:: Data for analysis

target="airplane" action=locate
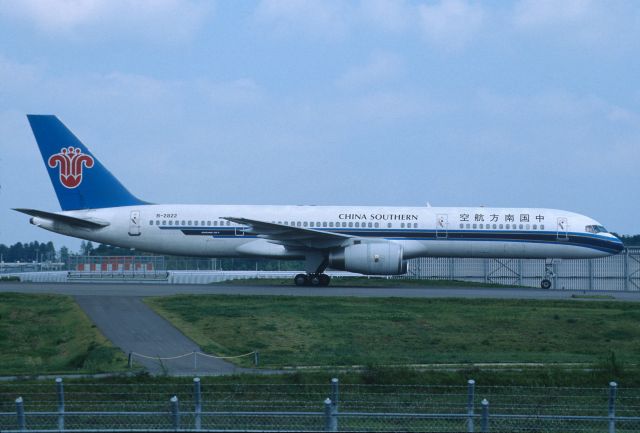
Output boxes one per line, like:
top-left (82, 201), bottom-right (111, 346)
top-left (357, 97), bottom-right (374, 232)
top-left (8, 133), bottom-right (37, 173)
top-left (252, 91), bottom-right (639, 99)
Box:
top-left (15, 115), bottom-right (624, 288)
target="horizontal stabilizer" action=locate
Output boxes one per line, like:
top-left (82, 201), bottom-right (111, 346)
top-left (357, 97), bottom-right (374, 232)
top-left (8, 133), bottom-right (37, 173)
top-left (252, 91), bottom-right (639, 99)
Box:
top-left (13, 208), bottom-right (110, 229)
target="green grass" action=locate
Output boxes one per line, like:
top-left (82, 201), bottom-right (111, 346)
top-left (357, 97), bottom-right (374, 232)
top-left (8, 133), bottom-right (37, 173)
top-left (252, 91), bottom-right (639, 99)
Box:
top-left (0, 293), bottom-right (128, 375)
top-left (146, 295), bottom-right (640, 369)
top-left (213, 277), bottom-right (512, 288)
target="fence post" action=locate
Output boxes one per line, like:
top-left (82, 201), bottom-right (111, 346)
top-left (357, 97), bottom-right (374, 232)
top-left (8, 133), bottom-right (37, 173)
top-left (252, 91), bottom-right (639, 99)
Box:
top-left (324, 398), bottom-right (337, 432)
top-left (254, 351), bottom-right (259, 367)
top-left (624, 250), bottom-right (629, 291)
top-left (467, 380), bottom-right (475, 432)
top-left (193, 351), bottom-right (197, 371)
top-left (194, 377), bottom-right (202, 430)
top-left (170, 396), bottom-right (180, 430)
top-left (128, 352), bottom-right (133, 368)
top-left (16, 397), bottom-right (25, 431)
top-left (483, 259), bottom-right (488, 284)
top-left (481, 399), bottom-right (489, 433)
top-left (331, 378), bottom-right (339, 409)
top-left (609, 381), bottom-right (617, 433)
top-left (56, 377), bottom-right (65, 430)
top-left (517, 259), bottom-right (522, 286)
top-left (588, 259), bottom-right (594, 290)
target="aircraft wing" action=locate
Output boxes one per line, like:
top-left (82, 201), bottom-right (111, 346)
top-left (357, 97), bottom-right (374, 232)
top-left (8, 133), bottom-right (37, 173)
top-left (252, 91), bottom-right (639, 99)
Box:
top-left (223, 217), bottom-right (351, 249)
top-left (14, 208), bottom-right (110, 229)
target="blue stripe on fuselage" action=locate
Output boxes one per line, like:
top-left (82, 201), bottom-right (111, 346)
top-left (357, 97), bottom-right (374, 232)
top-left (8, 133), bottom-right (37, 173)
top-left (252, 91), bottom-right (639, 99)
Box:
top-left (156, 226), bottom-right (623, 254)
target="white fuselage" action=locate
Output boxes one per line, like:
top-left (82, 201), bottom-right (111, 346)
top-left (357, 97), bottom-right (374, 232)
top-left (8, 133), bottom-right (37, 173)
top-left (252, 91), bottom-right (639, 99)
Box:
top-left (31, 204), bottom-right (624, 260)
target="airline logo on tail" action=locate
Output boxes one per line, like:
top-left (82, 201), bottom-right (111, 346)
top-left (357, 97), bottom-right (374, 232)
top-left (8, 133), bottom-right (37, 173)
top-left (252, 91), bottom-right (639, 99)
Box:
top-left (47, 146), bottom-right (95, 189)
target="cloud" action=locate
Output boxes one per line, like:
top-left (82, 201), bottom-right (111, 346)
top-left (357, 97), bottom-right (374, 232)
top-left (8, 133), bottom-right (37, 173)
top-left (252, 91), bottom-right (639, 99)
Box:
top-left (418, 0), bottom-right (485, 50)
top-left (337, 52), bottom-right (404, 90)
top-left (510, 0), bottom-right (640, 51)
top-left (359, 0), bottom-right (414, 32)
top-left (206, 78), bottom-right (265, 107)
top-left (254, 0), bottom-right (350, 38)
top-left (0, 0), bottom-right (212, 41)
top-left (513, 0), bottom-right (594, 28)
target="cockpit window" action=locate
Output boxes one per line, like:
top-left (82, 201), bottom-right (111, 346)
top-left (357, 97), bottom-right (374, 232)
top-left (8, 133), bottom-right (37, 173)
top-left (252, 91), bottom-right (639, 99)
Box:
top-left (585, 225), bottom-right (608, 234)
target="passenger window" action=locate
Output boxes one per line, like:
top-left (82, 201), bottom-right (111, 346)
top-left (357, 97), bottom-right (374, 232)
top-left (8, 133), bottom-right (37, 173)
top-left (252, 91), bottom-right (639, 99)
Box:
top-left (479, 224), bottom-right (483, 229)
top-left (303, 221), bottom-right (308, 227)
top-left (347, 222), bottom-right (352, 227)
top-left (354, 222), bottom-right (359, 228)
top-left (526, 224), bottom-right (530, 230)
top-left (297, 221), bottom-right (302, 227)
top-left (323, 222), bottom-right (328, 227)
top-left (519, 224), bottom-right (523, 229)
top-left (149, 220), bottom-right (153, 225)
top-left (162, 220), bottom-right (167, 225)
top-left (374, 222), bottom-right (379, 228)
top-left (342, 222), bottom-right (347, 227)
top-left (387, 223), bottom-right (392, 228)
top-left (472, 224), bottom-right (477, 229)
top-left (201, 221), bottom-right (205, 226)
top-left (493, 224), bottom-right (497, 229)
top-left (459, 223), bottom-right (464, 229)
top-left (368, 222), bottom-right (373, 228)
top-left (401, 223), bottom-right (405, 228)
top-left (414, 223), bottom-right (418, 228)
top-left (541, 224), bottom-right (545, 230)
top-left (499, 224), bottom-right (503, 229)
top-left (207, 221), bottom-right (211, 226)
top-left (329, 222), bottom-right (334, 227)
top-left (194, 221), bottom-right (199, 226)
top-left (226, 221), bottom-right (231, 226)
top-left (466, 223), bottom-right (470, 229)
top-left (168, 220), bottom-right (173, 226)
top-left (533, 224), bottom-right (537, 230)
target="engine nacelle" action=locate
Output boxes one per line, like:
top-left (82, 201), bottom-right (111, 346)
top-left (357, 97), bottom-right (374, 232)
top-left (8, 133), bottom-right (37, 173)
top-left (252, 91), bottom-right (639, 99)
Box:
top-left (328, 242), bottom-right (407, 275)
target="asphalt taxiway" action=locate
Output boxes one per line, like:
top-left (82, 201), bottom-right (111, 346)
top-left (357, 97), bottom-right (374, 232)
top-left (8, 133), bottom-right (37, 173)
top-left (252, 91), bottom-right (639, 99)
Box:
top-left (2, 282), bottom-right (639, 301)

::::

■ Prompt
Look over the records. Copy the lines that include the word "fuselage".

■ Response to the task
target="blue stripe on fuselage" action=locate
target="white fuselage" action=locate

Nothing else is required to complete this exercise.